### Aim
Rewrite the lines starting at the one containing "Exercise. Tag every instance of the white sign" and ending at the last line, swapping "plywood board" for "wooden panel" and leaving everything else unchanged.

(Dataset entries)

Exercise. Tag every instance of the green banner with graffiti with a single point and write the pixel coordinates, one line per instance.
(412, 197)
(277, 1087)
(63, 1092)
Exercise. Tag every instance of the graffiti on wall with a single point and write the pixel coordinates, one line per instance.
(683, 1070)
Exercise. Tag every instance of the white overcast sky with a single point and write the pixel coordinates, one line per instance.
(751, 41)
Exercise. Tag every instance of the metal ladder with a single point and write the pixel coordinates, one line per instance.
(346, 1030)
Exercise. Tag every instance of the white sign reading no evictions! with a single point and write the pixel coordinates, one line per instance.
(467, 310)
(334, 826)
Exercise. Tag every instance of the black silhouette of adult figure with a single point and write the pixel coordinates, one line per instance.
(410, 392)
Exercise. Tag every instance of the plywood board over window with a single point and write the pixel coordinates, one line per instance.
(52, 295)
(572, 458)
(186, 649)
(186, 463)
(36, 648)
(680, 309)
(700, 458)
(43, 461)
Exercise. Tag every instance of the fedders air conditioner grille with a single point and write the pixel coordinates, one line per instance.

### Task answer
Exercise. Tag every instance of the white sign reading no evictions! with a single point and write the pixel coordinates, one line per instance.
(467, 310)
(334, 826)
Exercise. Tag every instance of the black silhouette of adult figure with a single point and write the pixel coordinates, one line per instance.
(410, 392)
Exercise. Tag every instance of the wooden panel over window with a single point and write the pixel coordinates, one line per instance.
(52, 295)
(572, 458)
(186, 649)
(186, 463)
(36, 648)
(680, 309)
(700, 458)
(43, 461)
Exercise. Tag every instance of the fedders air conditioner grille with a single point and write the pixel coordinates, one line per instance.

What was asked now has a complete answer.